==== Data under study ====

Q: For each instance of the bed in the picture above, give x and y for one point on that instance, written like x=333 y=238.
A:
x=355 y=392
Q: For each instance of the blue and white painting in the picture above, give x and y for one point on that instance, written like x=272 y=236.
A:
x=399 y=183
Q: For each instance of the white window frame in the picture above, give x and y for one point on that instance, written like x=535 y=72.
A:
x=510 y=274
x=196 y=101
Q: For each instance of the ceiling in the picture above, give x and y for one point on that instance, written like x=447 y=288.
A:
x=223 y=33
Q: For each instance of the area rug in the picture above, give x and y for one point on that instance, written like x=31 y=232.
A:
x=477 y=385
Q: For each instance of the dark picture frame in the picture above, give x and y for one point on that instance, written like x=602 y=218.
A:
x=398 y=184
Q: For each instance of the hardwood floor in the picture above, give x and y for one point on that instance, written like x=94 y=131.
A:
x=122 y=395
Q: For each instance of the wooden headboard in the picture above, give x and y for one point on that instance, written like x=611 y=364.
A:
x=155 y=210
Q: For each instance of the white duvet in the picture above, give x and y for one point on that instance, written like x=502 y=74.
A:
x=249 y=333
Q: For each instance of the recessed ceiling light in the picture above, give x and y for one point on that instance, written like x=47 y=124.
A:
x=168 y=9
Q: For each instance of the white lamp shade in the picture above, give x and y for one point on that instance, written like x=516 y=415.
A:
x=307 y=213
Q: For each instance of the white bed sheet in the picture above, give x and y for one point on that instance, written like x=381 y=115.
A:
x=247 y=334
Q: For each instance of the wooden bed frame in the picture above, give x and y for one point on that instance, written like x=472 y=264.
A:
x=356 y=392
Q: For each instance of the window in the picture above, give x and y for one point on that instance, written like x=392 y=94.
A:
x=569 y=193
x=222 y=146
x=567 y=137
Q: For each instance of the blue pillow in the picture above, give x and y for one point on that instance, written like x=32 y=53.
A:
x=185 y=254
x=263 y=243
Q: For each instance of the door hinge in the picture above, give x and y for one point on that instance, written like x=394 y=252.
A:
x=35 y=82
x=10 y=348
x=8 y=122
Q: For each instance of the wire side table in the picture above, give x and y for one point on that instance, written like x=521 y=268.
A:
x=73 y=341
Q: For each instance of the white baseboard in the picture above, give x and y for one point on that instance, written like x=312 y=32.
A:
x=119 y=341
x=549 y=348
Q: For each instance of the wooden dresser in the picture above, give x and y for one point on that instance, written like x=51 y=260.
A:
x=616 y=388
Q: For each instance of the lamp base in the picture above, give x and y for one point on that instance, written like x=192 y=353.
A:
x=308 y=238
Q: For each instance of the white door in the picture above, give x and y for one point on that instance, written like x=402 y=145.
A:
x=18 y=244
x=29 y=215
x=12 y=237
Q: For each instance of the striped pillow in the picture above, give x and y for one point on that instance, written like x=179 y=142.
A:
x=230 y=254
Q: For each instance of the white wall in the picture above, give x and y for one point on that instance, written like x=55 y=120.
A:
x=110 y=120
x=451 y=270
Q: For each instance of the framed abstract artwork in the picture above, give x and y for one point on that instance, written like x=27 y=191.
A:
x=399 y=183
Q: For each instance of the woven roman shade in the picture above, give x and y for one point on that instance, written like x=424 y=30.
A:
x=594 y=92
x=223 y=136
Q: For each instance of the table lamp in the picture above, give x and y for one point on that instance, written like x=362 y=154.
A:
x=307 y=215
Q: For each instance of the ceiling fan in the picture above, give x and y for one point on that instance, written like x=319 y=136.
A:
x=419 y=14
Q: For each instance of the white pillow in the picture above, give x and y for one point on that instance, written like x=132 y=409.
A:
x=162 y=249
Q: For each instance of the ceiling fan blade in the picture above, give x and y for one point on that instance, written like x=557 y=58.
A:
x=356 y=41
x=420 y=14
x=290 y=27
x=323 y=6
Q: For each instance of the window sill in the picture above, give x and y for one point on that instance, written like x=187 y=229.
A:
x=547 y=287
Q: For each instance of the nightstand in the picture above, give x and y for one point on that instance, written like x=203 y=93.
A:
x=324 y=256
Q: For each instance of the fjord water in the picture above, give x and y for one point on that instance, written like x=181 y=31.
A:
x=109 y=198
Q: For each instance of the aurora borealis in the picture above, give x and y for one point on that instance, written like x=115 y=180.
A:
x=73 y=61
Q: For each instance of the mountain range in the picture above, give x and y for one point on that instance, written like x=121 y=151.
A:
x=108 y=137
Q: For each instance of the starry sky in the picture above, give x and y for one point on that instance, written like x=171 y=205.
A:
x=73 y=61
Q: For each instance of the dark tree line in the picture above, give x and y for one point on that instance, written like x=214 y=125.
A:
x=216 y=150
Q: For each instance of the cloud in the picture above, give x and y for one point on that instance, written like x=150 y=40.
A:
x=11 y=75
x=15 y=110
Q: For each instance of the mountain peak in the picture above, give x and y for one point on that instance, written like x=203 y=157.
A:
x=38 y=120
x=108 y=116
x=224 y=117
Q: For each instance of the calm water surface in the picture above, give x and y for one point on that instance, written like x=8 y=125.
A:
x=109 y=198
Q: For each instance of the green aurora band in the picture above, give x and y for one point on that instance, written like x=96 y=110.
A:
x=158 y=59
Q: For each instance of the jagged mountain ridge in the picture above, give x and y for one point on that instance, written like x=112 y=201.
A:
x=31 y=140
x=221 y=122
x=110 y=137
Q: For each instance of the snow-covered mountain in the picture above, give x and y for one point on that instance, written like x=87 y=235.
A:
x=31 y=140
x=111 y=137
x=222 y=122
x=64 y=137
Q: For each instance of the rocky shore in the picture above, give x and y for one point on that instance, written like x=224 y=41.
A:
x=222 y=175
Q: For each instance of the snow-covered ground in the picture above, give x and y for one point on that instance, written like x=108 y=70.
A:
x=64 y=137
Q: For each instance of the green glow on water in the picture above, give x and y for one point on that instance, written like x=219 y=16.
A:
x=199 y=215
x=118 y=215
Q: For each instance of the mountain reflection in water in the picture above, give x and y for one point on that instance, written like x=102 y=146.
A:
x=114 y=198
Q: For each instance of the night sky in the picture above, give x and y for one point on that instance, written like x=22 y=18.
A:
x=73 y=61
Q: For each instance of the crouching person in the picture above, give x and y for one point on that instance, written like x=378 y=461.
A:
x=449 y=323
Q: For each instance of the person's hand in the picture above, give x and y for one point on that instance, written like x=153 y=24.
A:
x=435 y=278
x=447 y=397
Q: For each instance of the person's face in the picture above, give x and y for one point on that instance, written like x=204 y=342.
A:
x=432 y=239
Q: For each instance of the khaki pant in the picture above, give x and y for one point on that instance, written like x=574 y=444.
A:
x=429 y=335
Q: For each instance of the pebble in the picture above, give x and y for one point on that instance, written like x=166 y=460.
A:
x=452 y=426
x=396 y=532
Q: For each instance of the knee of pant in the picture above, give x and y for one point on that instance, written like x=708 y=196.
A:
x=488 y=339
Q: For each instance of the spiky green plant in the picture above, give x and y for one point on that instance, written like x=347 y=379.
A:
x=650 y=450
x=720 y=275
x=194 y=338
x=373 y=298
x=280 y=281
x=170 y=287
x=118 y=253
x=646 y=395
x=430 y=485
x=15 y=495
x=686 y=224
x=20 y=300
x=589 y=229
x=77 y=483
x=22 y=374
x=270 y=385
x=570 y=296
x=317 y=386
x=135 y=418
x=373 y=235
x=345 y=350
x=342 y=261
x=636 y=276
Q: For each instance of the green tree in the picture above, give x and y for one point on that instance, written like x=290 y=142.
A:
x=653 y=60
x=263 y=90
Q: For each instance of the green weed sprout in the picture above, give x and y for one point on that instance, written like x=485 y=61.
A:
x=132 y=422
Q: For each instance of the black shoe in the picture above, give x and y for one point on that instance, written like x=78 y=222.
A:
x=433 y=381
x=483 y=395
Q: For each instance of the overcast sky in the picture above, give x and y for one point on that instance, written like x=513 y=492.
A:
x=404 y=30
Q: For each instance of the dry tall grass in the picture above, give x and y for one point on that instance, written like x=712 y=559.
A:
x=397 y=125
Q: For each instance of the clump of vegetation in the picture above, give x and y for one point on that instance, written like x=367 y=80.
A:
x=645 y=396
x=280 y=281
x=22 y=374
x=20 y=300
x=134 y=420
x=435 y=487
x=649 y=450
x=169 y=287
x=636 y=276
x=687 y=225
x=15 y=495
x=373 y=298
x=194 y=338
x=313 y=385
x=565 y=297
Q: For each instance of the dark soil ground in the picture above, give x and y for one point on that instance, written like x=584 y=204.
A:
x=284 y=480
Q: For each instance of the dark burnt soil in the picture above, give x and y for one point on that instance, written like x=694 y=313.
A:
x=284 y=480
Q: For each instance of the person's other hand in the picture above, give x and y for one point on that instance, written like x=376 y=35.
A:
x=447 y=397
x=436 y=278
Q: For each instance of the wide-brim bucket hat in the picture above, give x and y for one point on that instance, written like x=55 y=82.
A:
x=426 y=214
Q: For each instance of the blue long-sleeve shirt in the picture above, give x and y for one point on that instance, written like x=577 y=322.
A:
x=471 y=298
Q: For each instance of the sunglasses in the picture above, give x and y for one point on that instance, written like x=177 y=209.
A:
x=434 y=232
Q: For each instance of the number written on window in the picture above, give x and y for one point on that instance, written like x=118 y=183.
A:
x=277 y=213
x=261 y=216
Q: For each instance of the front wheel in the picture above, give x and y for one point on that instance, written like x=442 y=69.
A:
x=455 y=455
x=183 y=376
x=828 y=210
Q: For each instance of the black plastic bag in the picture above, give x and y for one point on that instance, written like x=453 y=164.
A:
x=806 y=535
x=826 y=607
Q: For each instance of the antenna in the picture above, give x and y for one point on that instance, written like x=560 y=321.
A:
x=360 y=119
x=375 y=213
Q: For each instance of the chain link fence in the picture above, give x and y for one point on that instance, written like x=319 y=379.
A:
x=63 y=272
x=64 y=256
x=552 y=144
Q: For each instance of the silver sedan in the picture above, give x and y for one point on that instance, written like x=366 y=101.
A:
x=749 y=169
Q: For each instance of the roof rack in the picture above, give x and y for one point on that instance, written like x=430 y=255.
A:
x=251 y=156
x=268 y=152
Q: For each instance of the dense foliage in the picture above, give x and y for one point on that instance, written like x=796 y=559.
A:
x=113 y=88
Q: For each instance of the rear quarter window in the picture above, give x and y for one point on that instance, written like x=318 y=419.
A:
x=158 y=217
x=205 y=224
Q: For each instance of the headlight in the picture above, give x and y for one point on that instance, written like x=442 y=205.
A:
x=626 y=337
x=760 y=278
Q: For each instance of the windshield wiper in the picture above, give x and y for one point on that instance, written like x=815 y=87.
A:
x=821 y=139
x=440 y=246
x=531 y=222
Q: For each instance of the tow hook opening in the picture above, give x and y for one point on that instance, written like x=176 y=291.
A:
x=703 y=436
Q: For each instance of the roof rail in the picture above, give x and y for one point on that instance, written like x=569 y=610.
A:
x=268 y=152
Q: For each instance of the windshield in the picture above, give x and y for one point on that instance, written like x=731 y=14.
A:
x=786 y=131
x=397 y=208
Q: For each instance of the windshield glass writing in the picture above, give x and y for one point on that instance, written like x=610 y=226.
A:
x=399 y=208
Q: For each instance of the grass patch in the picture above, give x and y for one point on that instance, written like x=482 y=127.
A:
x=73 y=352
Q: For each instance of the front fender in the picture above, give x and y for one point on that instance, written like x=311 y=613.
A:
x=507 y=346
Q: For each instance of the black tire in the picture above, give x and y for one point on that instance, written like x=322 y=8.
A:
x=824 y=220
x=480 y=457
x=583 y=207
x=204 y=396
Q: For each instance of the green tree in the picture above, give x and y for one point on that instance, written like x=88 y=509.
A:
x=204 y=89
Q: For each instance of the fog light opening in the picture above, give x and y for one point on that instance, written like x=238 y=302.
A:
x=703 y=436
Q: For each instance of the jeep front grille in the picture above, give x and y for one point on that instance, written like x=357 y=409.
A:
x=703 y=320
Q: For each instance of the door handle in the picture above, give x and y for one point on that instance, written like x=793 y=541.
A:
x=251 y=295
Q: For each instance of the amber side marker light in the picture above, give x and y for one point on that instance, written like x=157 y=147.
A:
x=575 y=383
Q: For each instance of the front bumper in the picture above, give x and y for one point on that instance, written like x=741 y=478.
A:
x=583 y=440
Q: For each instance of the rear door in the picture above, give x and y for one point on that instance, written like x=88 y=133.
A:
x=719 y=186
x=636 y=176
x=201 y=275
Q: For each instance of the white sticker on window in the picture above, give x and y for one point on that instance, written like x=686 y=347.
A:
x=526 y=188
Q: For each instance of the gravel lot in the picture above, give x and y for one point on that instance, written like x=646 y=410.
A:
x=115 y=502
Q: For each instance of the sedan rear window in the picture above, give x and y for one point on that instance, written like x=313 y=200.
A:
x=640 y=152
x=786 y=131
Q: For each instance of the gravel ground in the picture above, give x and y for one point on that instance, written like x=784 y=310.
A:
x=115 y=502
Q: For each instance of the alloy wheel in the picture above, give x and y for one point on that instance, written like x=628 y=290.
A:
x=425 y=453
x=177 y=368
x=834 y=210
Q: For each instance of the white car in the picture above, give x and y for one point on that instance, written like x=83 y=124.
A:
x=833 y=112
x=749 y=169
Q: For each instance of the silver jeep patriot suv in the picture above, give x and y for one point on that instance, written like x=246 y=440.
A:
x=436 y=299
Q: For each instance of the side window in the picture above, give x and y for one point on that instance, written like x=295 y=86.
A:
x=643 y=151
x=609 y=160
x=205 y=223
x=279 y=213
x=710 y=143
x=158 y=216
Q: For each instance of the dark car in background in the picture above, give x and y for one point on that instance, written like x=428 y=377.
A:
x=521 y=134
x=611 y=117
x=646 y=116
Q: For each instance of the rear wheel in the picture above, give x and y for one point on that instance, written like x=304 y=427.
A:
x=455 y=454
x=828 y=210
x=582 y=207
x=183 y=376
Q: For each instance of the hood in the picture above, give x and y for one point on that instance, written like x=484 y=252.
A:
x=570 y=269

====

Filter the records for the string "gravel" and copy every line that holds it.

Response area —
Q: For each instance of the gravel lot in the picture above, give x and y for one point on that instance, written like x=646 y=410.
Q: For each instance of the gravel ground in the picture above, give x and y for one point on that instance, written like x=784 y=310.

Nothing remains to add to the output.